=== Extracted records ===

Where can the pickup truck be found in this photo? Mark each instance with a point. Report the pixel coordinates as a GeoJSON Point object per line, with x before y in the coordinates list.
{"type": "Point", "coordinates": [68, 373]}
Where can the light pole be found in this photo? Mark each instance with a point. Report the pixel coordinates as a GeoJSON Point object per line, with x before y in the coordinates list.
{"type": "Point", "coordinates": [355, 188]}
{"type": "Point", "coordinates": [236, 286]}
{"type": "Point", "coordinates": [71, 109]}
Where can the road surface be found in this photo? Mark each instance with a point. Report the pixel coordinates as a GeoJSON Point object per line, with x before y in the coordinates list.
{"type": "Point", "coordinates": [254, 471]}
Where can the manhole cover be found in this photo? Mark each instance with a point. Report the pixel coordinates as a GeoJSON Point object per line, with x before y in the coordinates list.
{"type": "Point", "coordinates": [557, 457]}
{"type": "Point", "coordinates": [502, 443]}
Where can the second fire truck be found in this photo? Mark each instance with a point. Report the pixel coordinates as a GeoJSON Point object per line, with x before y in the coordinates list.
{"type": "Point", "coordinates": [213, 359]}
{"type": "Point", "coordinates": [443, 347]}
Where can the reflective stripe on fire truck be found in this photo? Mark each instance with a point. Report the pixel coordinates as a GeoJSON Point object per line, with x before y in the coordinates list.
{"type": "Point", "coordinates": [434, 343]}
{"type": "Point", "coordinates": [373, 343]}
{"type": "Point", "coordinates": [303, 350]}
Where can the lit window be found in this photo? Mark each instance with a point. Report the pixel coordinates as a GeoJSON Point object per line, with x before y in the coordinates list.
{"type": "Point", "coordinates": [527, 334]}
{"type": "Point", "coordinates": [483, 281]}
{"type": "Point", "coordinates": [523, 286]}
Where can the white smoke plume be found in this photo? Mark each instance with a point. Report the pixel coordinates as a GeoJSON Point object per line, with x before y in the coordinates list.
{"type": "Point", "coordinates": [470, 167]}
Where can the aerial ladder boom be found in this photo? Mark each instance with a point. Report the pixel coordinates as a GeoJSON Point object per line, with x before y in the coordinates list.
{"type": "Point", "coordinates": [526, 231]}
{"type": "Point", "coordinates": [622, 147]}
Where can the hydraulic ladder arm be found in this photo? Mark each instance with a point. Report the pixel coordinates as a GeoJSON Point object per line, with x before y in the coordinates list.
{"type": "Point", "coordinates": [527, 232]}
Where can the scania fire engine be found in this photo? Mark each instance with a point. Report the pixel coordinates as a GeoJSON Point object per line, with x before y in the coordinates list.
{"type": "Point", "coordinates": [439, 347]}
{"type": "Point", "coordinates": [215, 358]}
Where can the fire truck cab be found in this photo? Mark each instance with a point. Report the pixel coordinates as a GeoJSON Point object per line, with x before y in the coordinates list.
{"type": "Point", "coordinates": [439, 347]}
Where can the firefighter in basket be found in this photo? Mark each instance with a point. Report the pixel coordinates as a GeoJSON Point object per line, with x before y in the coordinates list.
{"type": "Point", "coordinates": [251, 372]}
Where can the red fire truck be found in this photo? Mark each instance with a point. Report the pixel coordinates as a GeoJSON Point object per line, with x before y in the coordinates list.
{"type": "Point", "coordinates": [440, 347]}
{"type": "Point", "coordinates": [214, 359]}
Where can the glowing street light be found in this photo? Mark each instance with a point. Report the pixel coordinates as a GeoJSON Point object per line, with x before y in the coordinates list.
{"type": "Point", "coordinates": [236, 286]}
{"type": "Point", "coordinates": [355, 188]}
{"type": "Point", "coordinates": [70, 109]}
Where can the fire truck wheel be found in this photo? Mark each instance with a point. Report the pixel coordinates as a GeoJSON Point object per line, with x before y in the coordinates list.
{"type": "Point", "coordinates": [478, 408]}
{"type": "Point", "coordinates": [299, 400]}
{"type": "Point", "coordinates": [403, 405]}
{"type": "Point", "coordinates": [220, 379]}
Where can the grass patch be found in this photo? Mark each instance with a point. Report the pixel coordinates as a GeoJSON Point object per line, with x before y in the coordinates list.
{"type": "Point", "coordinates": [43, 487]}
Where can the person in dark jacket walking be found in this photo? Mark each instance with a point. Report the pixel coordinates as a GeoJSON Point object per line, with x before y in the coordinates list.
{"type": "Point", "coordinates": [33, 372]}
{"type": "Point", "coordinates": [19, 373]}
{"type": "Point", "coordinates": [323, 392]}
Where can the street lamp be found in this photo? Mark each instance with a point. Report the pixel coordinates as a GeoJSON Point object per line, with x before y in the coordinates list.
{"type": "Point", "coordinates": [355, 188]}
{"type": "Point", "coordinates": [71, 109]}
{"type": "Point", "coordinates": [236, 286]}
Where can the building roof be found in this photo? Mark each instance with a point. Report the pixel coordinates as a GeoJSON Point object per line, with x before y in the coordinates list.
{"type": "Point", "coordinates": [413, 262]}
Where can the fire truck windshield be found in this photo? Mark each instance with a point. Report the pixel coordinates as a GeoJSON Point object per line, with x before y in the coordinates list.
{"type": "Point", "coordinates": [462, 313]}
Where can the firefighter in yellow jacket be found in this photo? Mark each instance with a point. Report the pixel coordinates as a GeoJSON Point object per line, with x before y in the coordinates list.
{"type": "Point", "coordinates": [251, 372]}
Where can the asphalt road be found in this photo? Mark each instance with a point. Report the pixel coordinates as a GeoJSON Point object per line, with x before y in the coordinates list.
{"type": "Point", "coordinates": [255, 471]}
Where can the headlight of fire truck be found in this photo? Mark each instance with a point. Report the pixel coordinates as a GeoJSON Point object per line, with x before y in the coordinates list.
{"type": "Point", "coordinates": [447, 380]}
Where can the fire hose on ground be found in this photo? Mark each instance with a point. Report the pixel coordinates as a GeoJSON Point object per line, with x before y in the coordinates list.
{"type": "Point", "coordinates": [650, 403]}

===

What you are asked to do: Reproduce every item above word for word, keeping each line unchanged.

Exercise response:
Where can the pickup truck be found in this photo? Mark each instance with a point. Report the pixel coordinates as a GeoJSON Point object per line, with x before y in the coordinates list.
{"type": "Point", "coordinates": [68, 373]}
Where can the light pole be found in this photo? Mark each instance with a point. Report the pixel coordinates as a GeoJSON Point object per line, with x before y in the coordinates list.
{"type": "Point", "coordinates": [355, 188]}
{"type": "Point", "coordinates": [236, 286]}
{"type": "Point", "coordinates": [71, 109]}
Where can the road surface be found in this photo? Mark each instance with a point. Report the pixel coordinates as a GeoJSON Point object per line, with x before y in the coordinates list.
{"type": "Point", "coordinates": [254, 471]}
Where can the manhole cover be found in this photo? Mark each instance with a point. Report the pixel coordinates as a GeoJSON Point object per line, with x before y in the coordinates list.
{"type": "Point", "coordinates": [557, 457]}
{"type": "Point", "coordinates": [502, 443]}
Where can the second fire truck be found in this photo? Mark each instance with a point. Report the pixel coordinates as a GeoJSON Point object per line, with x before y in the coordinates list.
{"type": "Point", "coordinates": [213, 359]}
{"type": "Point", "coordinates": [443, 347]}
Where can the reflective stripe on fire truck be found in this photo? Mark each instance with a point. Report the pixel coordinates as a GeoJSON Point object per line, with x before y in the coordinates list.
{"type": "Point", "coordinates": [434, 343]}
{"type": "Point", "coordinates": [373, 343]}
{"type": "Point", "coordinates": [303, 350]}
Where can the lit window be found in this photo? Mark each instance with a point. Report the pixel coordinates as a GeoJSON Point object per line, with x before y in the coordinates list.
{"type": "Point", "coordinates": [527, 334]}
{"type": "Point", "coordinates": [483, 281]}
{"type": "Point", "coordinates": [523, 286]}
Where can the white smoke plume be found in this photo? Mark each instance with a point. Report the pixel coordinates as a GeoJSON Point object per line, with x before y in the coordinates list.
{"type": "Point", "coordinates": [470, 167]}
Where can the aerial ladder boom be found in this photo? Mark each instance with a point. Report the pixel coordinates as a GeoJSON Point object per line, with x before y in the coordinates list.
{"type": "Point", "coordinates": [526, 231]}
{"type": "Point", "coordinates": [622, 147]}
Where can the hydraulic ladder arm be found in this photo? Mark each instance with a point. Report the pixel coordinates as a GeoJSON Point object per line, with x before y in the coordinates list.
{"type": "Point", "coordinates": [527, 232]}
Where can the scania fire engine be found in this photo? Mark each instance with a point. Report the pixel coordinates as a GeoJSON Point object per line, with x before y in the coordinates list.
{"type": "Point", "coordinates": [439, 347]}
{"type": "Point", "coordinates": [215, 358]}
Where can the fire truck cab be found in this photo? Mark each instance with a point. Report the pixel coordinates as a GeoJSON Point object per line, with x before y in the coordinates list.
{"type": "Point", "coordinates": [439, 347]}
Where can the firefighter in basket be found in this photo? Mark each instance with a point. Report the pixel coordinates as a GeoJSON Point object per line, with x before y in the coordinates list.
{"type": "Point", "coordinates": [251, 372]}
Where can the red fire truck be found in this photo? Mark each instance with a point. Report the pixel coordinates as a GeoJSON Point object per line, with x before y in the coordinates list.
{"type": "Point", "coordinates": [440, 347]}
{"type": "Point", "coordinates": [214, 359]}
Where can the glowing street light be found in this photo? Mark each instance with a point. Report the pixel coordinates as a GeoJSON Point object per line, with x before y in the coordinates list.
{"type": "Point", "coordinates": [236, 286]}
{"type": "Point", "coordinates": [355, 188]}
{"type": "Point", "coordinates": [70, 109]}
Where can the fire truck wheel be found in this photo? Mark each instance with a point. Report the pixel coordinates as a GeoJSON Point object per line, with x before y in the coordinates list.
{"type": "Point", "coordinates": [478, 408]}
{"type": "Point", "coordinates": [299, 400]}
{"type": "Point", "coordinates": [403, 405]}
{"type": "Point", "coordinates": [220, 379]}
Where can the grass patch be found in this photo? Mark each instance with a point. Report the pixel coordinates as a GeoJSON Point object per line, with x before y in the coordinates list.
{"type": "Point", "coordinates": [43, 487]}
Where can the person in dark jacket walking be found in this photo? Mark each instance with a point. Report the pixel coordinates as a GeoJSON Point object per line, with x before y in the coordinates list.
{"type": "Point", "coordinates": [33, 372]}
{"type": "Point", "coordinates": [19, 373]}
{"type": "Point", "coordinates": [323, 392]}
Where can the street lamp be found in this photo? Mark each instance with a point. Report the pixel coordinates as a GeoJSON Point object per line, with x before y in the coordinates list.
{"type": "Point", "coordinates": [355, 188]}
{"type": "Point", "coordinates": [71, 109]}
{"type": "Point", "coordinates": [236, 286]}
Where can the building roof be found in this photo? Mark each instance with a point. Report the pixel coordinates as a GeoJSON Point object per line, with x before y in the coordinates list.
{"type": "Point", "coordinates": [413, 262]}
Where can the fire truck windshield be found in this photo? Mark each instance with a point. Report the pixel coordinates as a GeoJSON Point object per line, with x before y in the coordinates list.
{"type": "Point", "coordinates": [462, 313]}
Where can the firefighter in yellow jacket be found in this photo? Mark each instance with a point. Report the pixel coordinates as a GeoJSON Point object per line, with x before y in the coordinates list.
{"type": "Point", "coordinates": [251, 372]}
Where can the asphalt road be found in this photo? Mark each instance with a point. Report the pixel coordinates as a GeoJSON Point object per line, with x before y in the coordinates list.
{"type": "Point", "coordinates": [255, 471]}
Where can the headlight of fire truck be found in this photo? Mark each instance with a point. Report the pixel coordinates as a GeoJSON Point object per line, with x before y in the coordinates list.
{"type": "Point", "coordinates": [447, 380]}
Where can the fire hose on ground be found in this photo? Mark each instance with a point. Report the pixel coordinates as a GeoJSON Point object per line, with x before y in the coordinates list.
{"type": "Point", "coordinates": [650, 403]}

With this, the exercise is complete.